#### Text:
⁂
The same night Jacob got up and took his two wives, his two maids, and his eleven children, and crossed the ford of the Jabbok. He sent them across the stream and likewise everything he had. Jacob was left alone; and a man wrestled with him until daybreak. - Genesis 32:22-23 (NRSV)
As kids, my brother and I fought like animals. It broke our parents’ hearts. One time my mother got in the middle of a fistfight yelling, “Stop, stop, stop!”
But it’s hard to be obedient when you’re bent on bashing your brother. Instead of punching him, I accidentally hit my mother.
Twins Jacob and Esau wrestled during their birth, which couldn’t have been comfortable for mom. When Jacob stole the family inheritance and ran off, he broke the family.
Twenty years later, Jacob went home. On the eve of meeting his brother, Jacob wrestled with a mysterious opponent. Some say the opponent was an angel. Other say it was Esau.
I say Jacob wrestled himself, his mistakes, and the pain he caused. Jacob was wounded in the bout, giving him a taste of the pain he had caused. That humbled Jacob.
⁂
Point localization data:
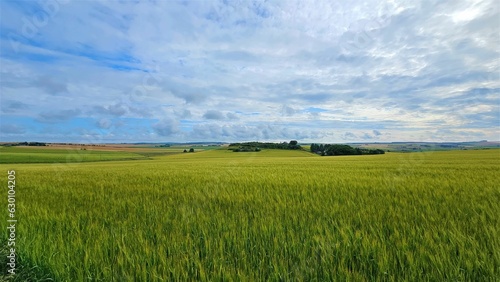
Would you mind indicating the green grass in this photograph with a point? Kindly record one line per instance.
(271, 215)
(46, 155)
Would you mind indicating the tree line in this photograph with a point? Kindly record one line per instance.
(340, 149)
(257, 146)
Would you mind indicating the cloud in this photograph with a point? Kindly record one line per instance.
(232, 116)
(319, 70)
(213, 114)
(166, 127)
(51, 86)
(57, 117)
(13, 106)
(11, 129)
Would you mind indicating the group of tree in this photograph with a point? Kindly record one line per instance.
(340, 149)
(257, 146)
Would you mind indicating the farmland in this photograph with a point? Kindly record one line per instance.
(271, 215)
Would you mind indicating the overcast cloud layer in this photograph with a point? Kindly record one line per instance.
(321, 71)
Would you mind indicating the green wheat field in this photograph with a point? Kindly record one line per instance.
(274, 215)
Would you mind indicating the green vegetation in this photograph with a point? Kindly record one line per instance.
(256, 146)
(340, 150)
(273, 215)
(47, 155)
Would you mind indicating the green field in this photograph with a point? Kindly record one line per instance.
(271, 215)
(48, 155)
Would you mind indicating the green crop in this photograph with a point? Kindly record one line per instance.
(270, 215)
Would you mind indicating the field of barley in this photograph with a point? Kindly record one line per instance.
(262, 216)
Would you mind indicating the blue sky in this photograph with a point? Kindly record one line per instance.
(315, 71)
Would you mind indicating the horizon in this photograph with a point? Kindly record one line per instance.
(96, 72)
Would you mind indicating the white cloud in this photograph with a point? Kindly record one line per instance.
(400, 69)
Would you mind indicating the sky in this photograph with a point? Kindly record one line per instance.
(236, 70)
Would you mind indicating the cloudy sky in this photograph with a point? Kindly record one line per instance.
(203, 70)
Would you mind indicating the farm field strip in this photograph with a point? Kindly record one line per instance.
(271, 215)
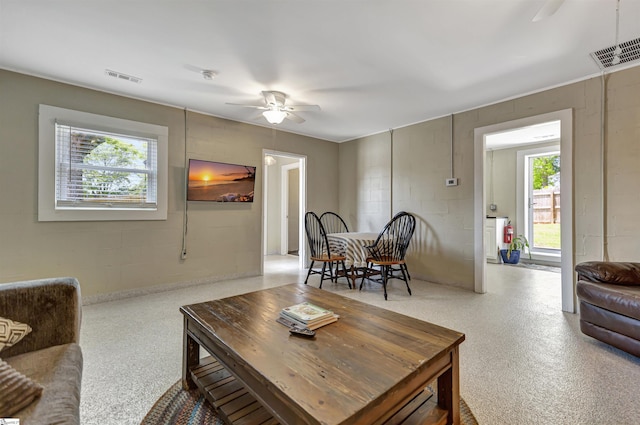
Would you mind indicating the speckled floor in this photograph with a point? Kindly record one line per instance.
(524, 361)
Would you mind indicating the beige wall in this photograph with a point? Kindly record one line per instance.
(442, 249)
(223, 240)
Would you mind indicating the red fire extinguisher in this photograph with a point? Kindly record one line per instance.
(508, 233)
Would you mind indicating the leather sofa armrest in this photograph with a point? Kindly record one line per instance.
(616, 273)
(52, 307)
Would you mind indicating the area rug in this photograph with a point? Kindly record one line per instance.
(180, 407)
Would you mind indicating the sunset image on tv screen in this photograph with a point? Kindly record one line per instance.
(220, 182)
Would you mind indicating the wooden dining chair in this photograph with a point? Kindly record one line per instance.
(333, 223)
(321, 251)
(389, 250)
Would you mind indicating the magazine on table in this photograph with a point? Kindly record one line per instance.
(306, 315)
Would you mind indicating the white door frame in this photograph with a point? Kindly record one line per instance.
(302, 161)
(522, 186)
(566, 200)
(284, 219)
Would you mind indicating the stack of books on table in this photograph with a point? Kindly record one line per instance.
(306, 315)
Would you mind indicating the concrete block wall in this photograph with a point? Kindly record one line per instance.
(443, 247)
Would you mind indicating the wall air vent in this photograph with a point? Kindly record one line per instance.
(121, 76)
(613, 56)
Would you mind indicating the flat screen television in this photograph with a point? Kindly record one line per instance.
(220, 182)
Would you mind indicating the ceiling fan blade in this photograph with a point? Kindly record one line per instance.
(295, 118)
(290, 108)
(549, 8)
(247, 106)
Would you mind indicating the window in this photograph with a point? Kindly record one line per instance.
(94, 167)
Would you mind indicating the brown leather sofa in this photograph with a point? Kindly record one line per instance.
(609, 295)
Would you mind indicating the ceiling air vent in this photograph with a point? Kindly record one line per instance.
(121, 76)
(623, 54)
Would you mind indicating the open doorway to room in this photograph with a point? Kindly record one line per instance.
(504, 158)
(284, 202)
(539, 199)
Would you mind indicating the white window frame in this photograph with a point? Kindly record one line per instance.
(47, 210)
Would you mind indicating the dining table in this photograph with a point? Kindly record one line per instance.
(353, 245)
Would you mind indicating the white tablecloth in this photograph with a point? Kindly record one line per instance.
(352, 246)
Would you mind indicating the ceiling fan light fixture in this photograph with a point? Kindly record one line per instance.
(208, 74)
(274, 116)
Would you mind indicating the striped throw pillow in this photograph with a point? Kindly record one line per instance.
(12, 332)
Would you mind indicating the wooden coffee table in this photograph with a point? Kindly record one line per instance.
(369, 367)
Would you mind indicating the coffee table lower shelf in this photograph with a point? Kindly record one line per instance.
(237, 406)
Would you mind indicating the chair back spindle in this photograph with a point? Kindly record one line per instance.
(316, 235)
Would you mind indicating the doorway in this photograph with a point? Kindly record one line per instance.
(541, 203)
(565, 118)
(284, 202)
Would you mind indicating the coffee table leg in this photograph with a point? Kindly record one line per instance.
(190, 358)
(449, 389)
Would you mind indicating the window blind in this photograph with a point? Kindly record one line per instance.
(97, 169)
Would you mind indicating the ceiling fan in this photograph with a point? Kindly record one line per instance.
(275, 110)
(549, 8)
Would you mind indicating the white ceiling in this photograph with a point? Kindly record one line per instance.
(371, 65)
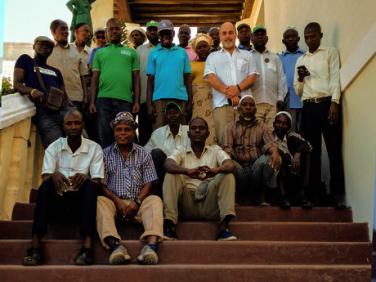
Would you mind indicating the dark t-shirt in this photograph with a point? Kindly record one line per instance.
(51, 76)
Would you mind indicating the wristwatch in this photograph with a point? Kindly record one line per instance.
(138, 201)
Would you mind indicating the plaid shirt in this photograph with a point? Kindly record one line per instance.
(126, 177)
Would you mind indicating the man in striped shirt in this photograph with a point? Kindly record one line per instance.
(129, 173)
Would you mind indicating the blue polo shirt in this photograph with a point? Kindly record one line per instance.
(288, 62)
(168, 67)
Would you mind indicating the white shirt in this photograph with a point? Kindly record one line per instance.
(231, 69)
(88, 159)
(212, 156)
(162, 138)
(323, 66)
(271, 85)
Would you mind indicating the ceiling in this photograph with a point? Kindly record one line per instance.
(191, 12)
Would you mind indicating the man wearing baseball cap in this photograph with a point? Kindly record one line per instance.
(145, 126)
(129, 173)
(251, 145)
(168, 71)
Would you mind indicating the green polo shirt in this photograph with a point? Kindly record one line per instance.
(115, 64)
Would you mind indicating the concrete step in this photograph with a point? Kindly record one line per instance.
(244, 213)
(62, 252)
(188, 273)
(266, 231)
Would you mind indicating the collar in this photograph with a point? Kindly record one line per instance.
(298, 51)
(168, 131)
(84, 148)
(159, 47)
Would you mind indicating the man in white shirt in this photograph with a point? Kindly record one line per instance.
(72, 170)
(230, 72)
(271, 87)
(316, 81)
(165, 140)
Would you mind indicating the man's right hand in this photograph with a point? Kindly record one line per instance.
(121, 208)
(59, 181)
(92, 108)
(302, 73)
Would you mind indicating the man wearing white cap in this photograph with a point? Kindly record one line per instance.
(295, 151)
(251, 144)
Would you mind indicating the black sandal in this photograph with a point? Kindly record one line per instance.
(33, 257)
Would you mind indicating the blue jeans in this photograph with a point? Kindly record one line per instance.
(107, 109)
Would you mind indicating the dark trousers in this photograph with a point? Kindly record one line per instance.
(72, 207)
(107, 108)
(145, 126)
(315, 122)
(159, 158)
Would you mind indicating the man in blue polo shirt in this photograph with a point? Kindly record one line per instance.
(168, 71)
(289, 57)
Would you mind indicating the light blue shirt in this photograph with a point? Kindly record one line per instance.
(168, 67)
(288, 62)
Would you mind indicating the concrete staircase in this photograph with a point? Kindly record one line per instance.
(274, 245)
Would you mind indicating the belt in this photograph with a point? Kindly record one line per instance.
(318, 100)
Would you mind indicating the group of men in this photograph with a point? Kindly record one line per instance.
(261, 103)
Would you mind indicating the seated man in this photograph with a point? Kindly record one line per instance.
(199, 183)
(129, 173)
(251, 144)
(165, 140)
(72, 168)
(294, 151)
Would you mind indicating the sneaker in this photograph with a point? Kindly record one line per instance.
(226, 235)
(84, 257)
(119, 256)
(169, 234)
(147, 256)
(33, 257)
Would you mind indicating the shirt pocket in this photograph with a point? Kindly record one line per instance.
(242, 65)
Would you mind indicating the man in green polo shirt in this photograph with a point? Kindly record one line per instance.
(115, 83)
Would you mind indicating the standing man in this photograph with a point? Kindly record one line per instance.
(289, 57)
(145, 127)
(199, 183)
(271, 87)
(230, 72)
(168, 71)
(116, 75)
(25, 81)
(72, 170)
(184, 35)
(67, 59)
(244, 36)
(127, 194)
(317, 82)
(214, 34)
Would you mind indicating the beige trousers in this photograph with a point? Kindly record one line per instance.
(266, 113)
(222, 117)
(150, 214)
(219, 202)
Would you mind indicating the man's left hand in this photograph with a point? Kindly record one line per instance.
(131, 210)
(78, 179)
(333, 113)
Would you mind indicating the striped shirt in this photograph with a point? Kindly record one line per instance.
(126, 177)
(231, 70)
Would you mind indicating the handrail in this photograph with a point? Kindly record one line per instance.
(15, 107)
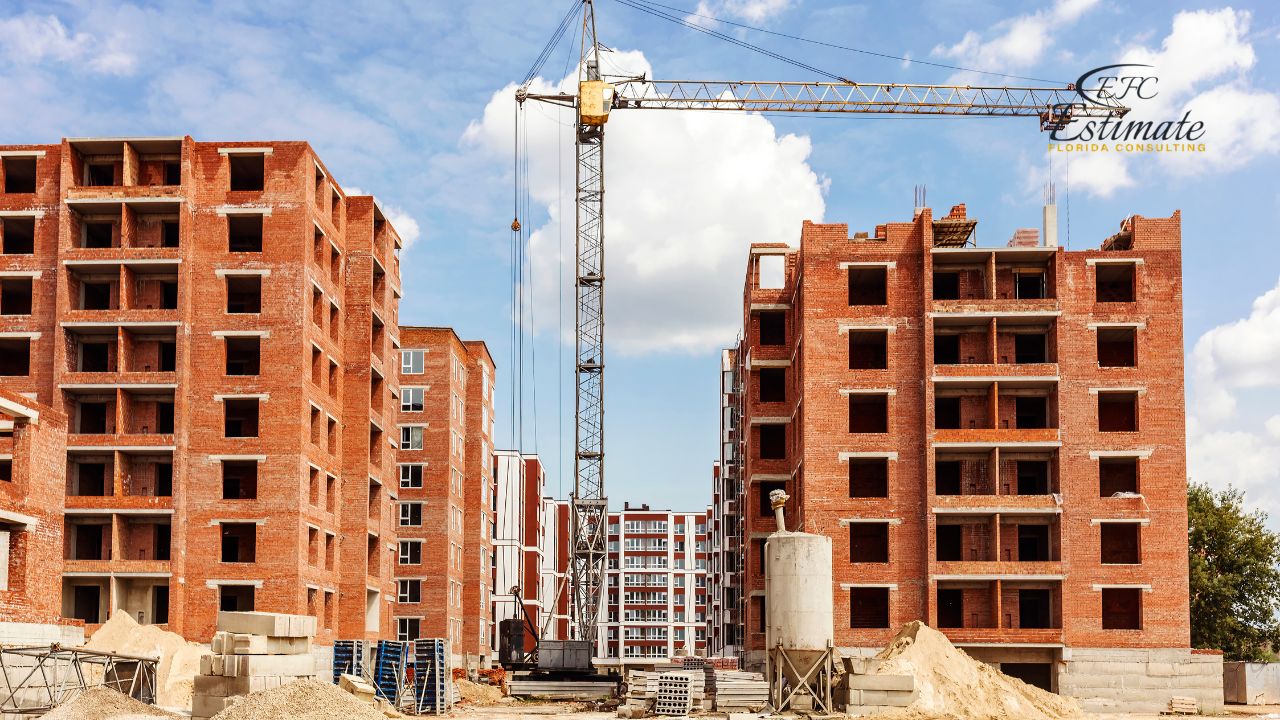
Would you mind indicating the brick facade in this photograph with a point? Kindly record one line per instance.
(178, 294)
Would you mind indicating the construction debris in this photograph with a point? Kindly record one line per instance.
(947, 683)
(254, 652)
(178, 659)
(105, 703)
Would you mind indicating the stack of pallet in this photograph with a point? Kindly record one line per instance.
(735, 691)
(252, 651)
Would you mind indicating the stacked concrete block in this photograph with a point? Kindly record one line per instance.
(252, 651)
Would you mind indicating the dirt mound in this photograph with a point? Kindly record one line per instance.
(476, 693)
(179, 660)
(301, 700)
(952, 684)
(103, 703)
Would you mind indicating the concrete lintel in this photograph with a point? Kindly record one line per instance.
(886, 264)
(1139, 454)
(263, 150)
(846, 456)
(245, 210)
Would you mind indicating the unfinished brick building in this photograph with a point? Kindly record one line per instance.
(444, 578)
(992, 437)
(218, 324)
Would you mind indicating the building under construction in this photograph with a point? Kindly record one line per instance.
(992, 437)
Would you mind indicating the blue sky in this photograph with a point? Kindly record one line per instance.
(408, 101)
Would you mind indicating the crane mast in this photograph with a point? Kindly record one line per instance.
(595, 99)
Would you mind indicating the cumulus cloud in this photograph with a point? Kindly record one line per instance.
(688, 192)
(1234, 361)
(1014, 44)
(35, 39)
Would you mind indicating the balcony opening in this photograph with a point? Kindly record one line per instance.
(245, 233)
(90, 479)
(236, 598)
(773, 327)
(946, 285)
(96, 296)
(1031, 349)
(169, 233)
(773, 441)
(1115, 283)
(868, 413)
(1121, 609)
(1118, 475)
(1034, 609)
(1033, 545)
(16, 296)
(868, 350)
(946, 349)
(1031, 413)
(949, 543)
(1118, 347)
(762, 491)
(97, 235)
(1120, 543)
(868, 477)
(240, 479)
(247, 171)
(946, 477)
(1032, 477)
(868, 607)
(243, 294)
(19, 235)
(1031, 286)
(1118, 411)
(868, 542)
(946, 413)
(91, 418)
(773, 384)
(16, 356)
(868, 286)
(243, 355)
(240, 542)
(240, 417)
(19, 174)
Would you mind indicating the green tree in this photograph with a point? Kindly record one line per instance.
(1234, 575)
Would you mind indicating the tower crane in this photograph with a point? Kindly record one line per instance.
(595, 99)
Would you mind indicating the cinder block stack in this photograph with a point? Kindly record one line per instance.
(252, 651)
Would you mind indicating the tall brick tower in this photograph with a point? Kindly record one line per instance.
(993, 438)
(218, 322)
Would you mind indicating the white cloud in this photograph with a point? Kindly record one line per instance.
(1226, 446)
(1016, 42)
(748, 10)
(35, 39)
(688, 192)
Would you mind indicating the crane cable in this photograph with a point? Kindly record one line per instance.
(848, 49)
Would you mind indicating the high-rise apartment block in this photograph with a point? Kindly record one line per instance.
(218, 323)
(992, 437)
(444, 510)
(656, 588)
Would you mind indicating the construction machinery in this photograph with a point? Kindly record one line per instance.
(597, 98)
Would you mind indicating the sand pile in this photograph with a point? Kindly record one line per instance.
(301, 700)
(103, 703)
(179, 660)
(476, 693)
(952, 684)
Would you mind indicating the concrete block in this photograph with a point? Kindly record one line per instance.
(900, 683)
(243, 643)
(272, 624)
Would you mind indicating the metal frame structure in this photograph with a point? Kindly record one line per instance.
(40, 678)
(1054, 106)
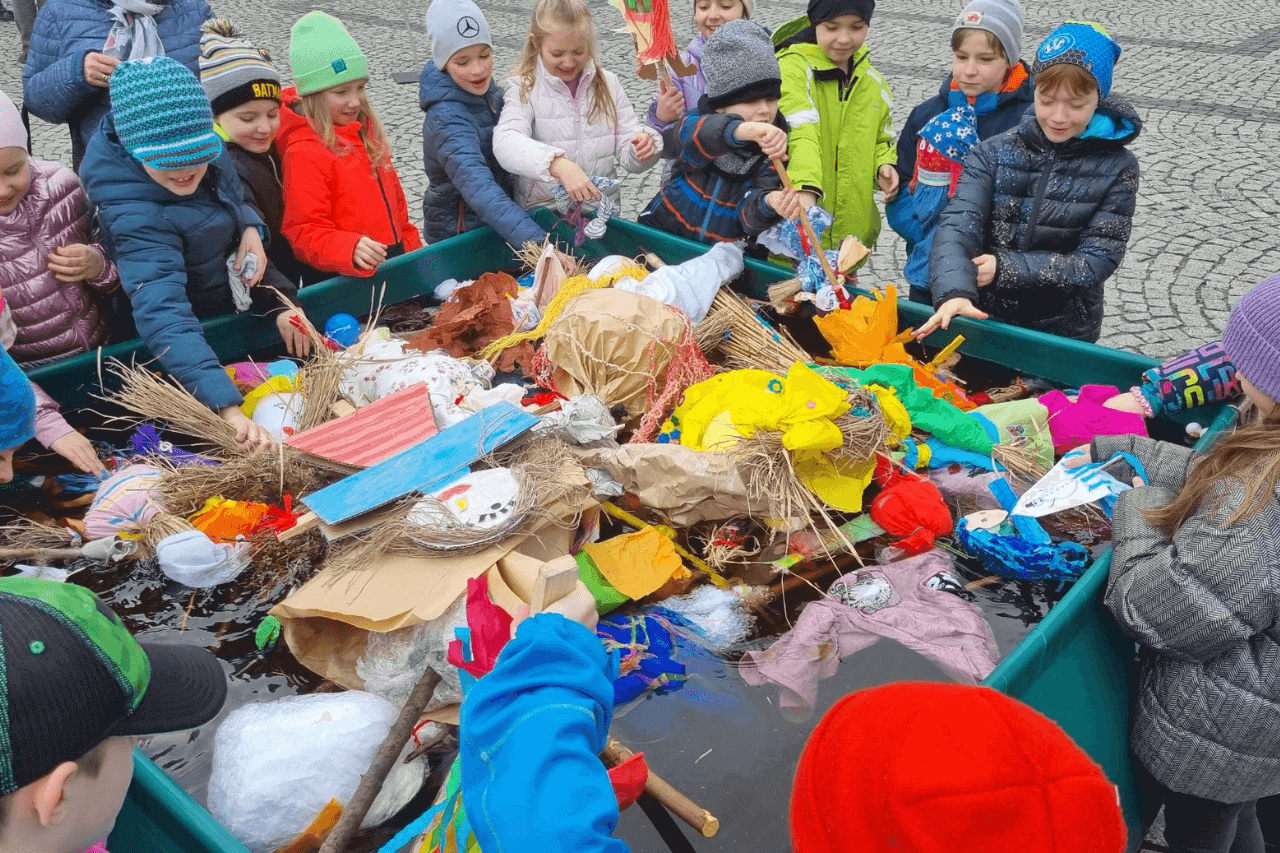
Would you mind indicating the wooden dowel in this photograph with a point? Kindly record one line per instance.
⁂
#### Exercise tasks:
[1] In the devotional on Jacob, what did the mother yell when she got in the middle of the fistfight?
[2] According to the devotional on Jacob, why was Jacob humbled after the wrestling bout?
[3] Carry the devotional on Jacob forward from its final sentence.

#### Responses to the exercise:
[1] "Stop, stop, stop!"

[2] Jacob was wounded in the bout, and the wound gave him a taste of the pain he had caused. That experience humbled him.

[3]
The next day Jacob begged forgiveness from Esau, showered him with gifts, and bowed to him seven times. It worked. They embraced and, as far as we know, never quarreled again.
Today, my brother and I are friends and mom has forgiven me for that punch. When she gets between us now, it’s usually for a photo op. Like Jacob and Esau, reconciliation took time for my brother and me. But now, instead of making life hard for each other, we help each other through hard times.
Reconciling love, if Jacob and Esau can do it, if John and Matt Laney can do it, there is hope for the world.